= Written request =
Please collect every line in the data below that contains the word "shorts", and copy each of those lines in full.

= Supplied entries =
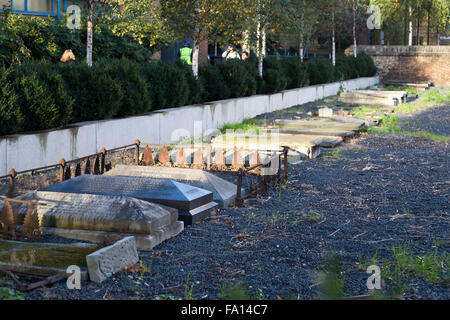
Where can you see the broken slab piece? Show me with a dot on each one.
(224, 192)
(105, 262)
(45, 258)
(192, 203)
(97, 218)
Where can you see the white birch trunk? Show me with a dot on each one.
(90, 35)
(259, 49)
(355, 44)
(410, 28)
(333, 54)
(246, 41)
(195, 53)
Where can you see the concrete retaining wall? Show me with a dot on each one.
(28, 151)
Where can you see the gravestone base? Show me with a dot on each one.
(143, 242)
(192, 203)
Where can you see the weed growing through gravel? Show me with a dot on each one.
(389, 124)
(335, 154)
(332, 287)
(7, 293)
(405, 108)
(364, 111)
(188, 289)
(410, 90)
(246, 125)
(404, 263)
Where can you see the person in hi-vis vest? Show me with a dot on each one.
(185, 54)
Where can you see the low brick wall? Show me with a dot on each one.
(410, 63)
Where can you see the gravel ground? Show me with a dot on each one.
(433, 120)
(378, 192)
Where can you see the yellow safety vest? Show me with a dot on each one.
(185, 55)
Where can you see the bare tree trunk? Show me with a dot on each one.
(195, 53)
(246, 40)
(428, 26)
(418, 31)
(355, 49)
(90, 34)
(301, 48)
(333, 54)
(410, 28)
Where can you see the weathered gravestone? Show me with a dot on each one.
(192, 203)
(45, 258)
(105, 262)
(99, 218)
(224, 192)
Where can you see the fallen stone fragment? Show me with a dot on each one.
(45, 258)
(105, 262)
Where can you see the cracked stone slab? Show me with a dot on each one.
(96, 218)
(103, 263)
(187, 199)
(44, 258)
(224, 192)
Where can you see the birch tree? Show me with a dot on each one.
(304, 19)
(200, 19)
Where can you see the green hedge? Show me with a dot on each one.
(38, 95)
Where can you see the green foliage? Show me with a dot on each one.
(126, 74)
(36, 95)
(214, 85)
(10, 294)
(295, 71)
(40, 93)
(97, 95)
(274, 76)
(167, 84)
(237, 78)
(345, 68)
(24, 38)
(320, 70)
(365, 65)
(389, 124)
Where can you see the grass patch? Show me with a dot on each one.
(427, 135)
(7, 293)
(410, 90)
(389, 124)
(245, 126)
(335, 154)
(404, 262)
(364, 111)
(435, 96)
(405, 108)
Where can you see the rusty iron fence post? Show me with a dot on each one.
(238, 201)
(62, 167)
(12, 176)
(102, 160)
(285, 152)
(137, 144)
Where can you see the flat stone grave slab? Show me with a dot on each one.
(224, 192)
(95, 218)
(305, 149)
(111, 259)
(192, 203)
(275, 140)
(45, 258)
(324, 125)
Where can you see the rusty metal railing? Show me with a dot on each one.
(264, 180)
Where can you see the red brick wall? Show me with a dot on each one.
(411, 63)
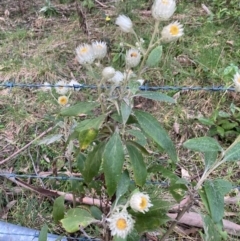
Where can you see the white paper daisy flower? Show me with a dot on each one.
(120, 223)
(163, 9)
(62, 100)
(117, 78)
(133, 58)
(85, 54)
(61, 88)
(99, 49)
(140, 202)
(172, 32)
(108, 72)
(75, 84)
(46, 87)
(236, 80)
(124, 23)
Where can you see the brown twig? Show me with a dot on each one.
(26, 146)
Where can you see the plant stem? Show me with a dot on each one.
(150, 47)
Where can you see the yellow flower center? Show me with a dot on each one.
(174, 30)
(62, 100)
(143, 203)
(134, 55)
(165, 1)
(83, 50)
(121, 223)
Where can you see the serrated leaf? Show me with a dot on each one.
(125, 111)
(202, 144)
(50, 139)
(58, 209)
(154, 57)
(80, 108)
(113, 158)
(75, 218)
(93, 162)
(139, 147)
(43, 233)
(206, 121)
(123, 184)
(138, 165)
(90, 123)
(140, 138)
(86, 137)
(232, 153)
(155, 131)
(156, 96)
(215, 191)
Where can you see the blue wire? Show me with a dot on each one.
(10, 85)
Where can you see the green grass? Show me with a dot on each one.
(47, 53)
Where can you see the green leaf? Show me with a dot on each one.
(80, 108)
(206, 121)
(215, 191)
(96, 212)
(58, 209)
(203, 196)
(43, 233)
(165, 172)
(50, 139)
(139, 147)
(202, 144)
(140, 138)
(90, 123)
(138, 165)
(232, 153)
(93, 163)
(76, 218)
(80, 161)
(86, 137)
(156, 96)
(125, 111)
(209, 158)
(154, 57)
(113, 158)
(154, 130)
(123, 185)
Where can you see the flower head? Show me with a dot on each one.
(117, 78)
(140, 202)
(85, 54)
(46, 87)
(236, 80)
(62, 100)
(140, 81)
(75, 84)
(120, 223)
(108, 72)
(61, 88)
(124, 23)
(133, 58)
(172, 32)
(99, 49)
(163, 9)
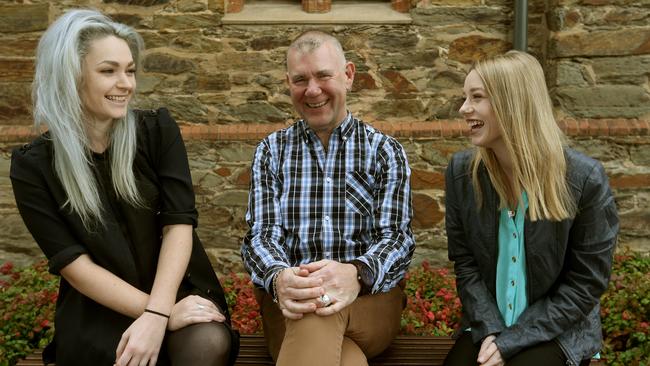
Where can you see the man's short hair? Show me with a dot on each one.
(311, 40)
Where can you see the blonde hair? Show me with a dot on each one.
(57, 104)
(311, 40)
(515, 85)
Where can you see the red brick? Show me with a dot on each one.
(402, 6)
(598, 127)
(618, 127)
(644, 127)
(243, 179)
(571, 127)
(234, 6)
(223, 171)
(316, 6)
(583, 127)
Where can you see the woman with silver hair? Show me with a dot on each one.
(106, 193)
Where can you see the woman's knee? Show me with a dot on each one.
(201, 344)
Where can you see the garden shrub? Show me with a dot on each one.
(625, 312)
(27, 301)
(28, 296)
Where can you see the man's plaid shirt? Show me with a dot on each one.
(352, 201)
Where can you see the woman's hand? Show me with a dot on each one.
(193, 309)
(140, 343)
(489, 354)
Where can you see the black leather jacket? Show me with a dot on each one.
(568, 263)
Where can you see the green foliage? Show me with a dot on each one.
(625, 312)
(244, 310)
(27, 302)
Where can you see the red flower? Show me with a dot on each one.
(6, 268)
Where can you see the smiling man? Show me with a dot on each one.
(329, 214)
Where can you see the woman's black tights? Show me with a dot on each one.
(201, 344)
(465, 353)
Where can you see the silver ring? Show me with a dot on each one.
(325, 299)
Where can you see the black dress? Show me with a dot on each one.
(128, 244)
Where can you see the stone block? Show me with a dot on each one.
(184, 108)
(620, 42)
(570, 74)
(470, 48)
(19, 18)
(426, 211)
(237, 198)
(363, 81)
(244, 62)
(16, 69)
(266, 42)
(134, 20)
(394, 40)
(191, 6)
(604, 101)
(217, 5)
(225, 261)
(242, 153)
(255, 111)
(316, 6)
(138, 2)
(394, 108)
(167, 64)
(395, 82)
(640, 154)
(18, 45)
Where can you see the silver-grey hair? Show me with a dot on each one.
(311, 40)
(57, 104)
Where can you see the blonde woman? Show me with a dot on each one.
(531, 226)
(107, 195)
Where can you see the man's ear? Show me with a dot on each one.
(349, 73)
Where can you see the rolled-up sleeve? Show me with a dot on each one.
(41, 213)
(263, 252)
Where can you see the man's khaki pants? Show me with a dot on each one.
(360, 331)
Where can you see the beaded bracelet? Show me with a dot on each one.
(157, 313)
(275, 286)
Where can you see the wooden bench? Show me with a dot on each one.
(404, 351)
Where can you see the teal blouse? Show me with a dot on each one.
(511, 264)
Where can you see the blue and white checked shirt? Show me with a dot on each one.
(352, 201)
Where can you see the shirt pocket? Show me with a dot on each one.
(359, 192)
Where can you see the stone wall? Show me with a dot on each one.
(216, 77)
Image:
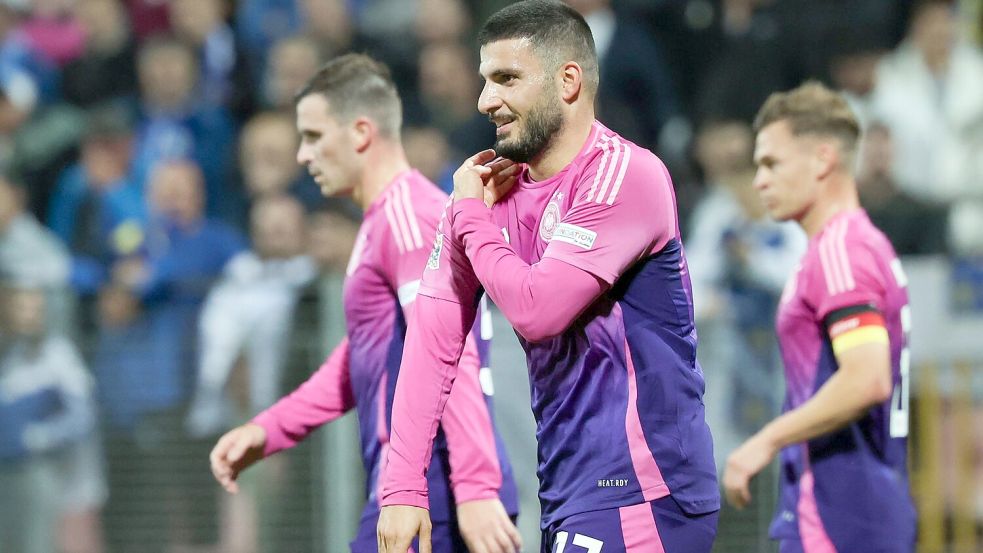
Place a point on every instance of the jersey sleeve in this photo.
(442, 317)
(405, 250)
(623, 210)
(475, 470)
(324, 397)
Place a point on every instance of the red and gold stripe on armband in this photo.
(866, 327)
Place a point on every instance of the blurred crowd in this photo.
(158, 241)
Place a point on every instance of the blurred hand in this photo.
(487, 528)
(483, 177)
(745, 462)
(399, 524)
(236, 451)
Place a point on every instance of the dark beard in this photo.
(543, 122)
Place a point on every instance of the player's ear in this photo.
(827, 159)
(571, 81)
(363, 131)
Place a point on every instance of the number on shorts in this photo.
(592, 545)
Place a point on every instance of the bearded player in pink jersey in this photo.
(349, 117)
(581, 252)
(843, 324)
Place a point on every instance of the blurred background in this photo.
(168, 270)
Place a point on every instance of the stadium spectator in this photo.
(29, 252)
(914, 227)
(248, 313)
(224, 79)
(175, 124)
(927, 94)
(291, 61)
(97, 209)
(144, 364)
(106, 70)
(349, 117)
(739, 260)
(636, 100)
(46, 405)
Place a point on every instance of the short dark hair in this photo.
(355, 85)
(558, 34)
(813, 109)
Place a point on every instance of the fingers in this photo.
(513, 535)
(425, 546)
(482, 157)
(737, 490)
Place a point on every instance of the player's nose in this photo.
(489, 101)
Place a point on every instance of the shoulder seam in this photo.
(834, 259)
(402, 218)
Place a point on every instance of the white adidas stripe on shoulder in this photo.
(393, 226)
(834, 260)
(611, 171)
(402, 219)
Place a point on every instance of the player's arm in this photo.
(324, 397)
(861, 381)
(543, 299)
(475, 473)
(441, 318)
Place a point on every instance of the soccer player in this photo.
(349, 118)
(843, 327)
(583, 256)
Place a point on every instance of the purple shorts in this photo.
(659, 526)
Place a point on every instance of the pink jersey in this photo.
(380, 287)
(589, 268)
(845, 491)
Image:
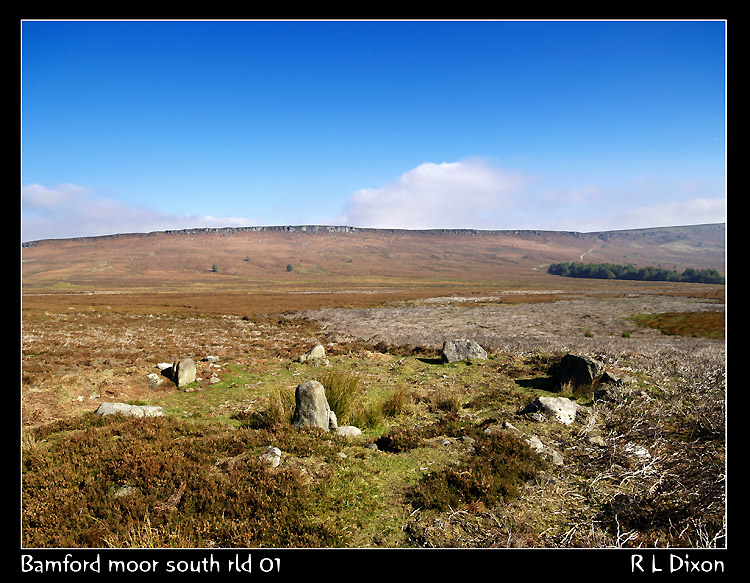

= The response =
Place a point on every instance of the number on shorts in this photo.
Place a point on every instance of the purple shorts in this photo.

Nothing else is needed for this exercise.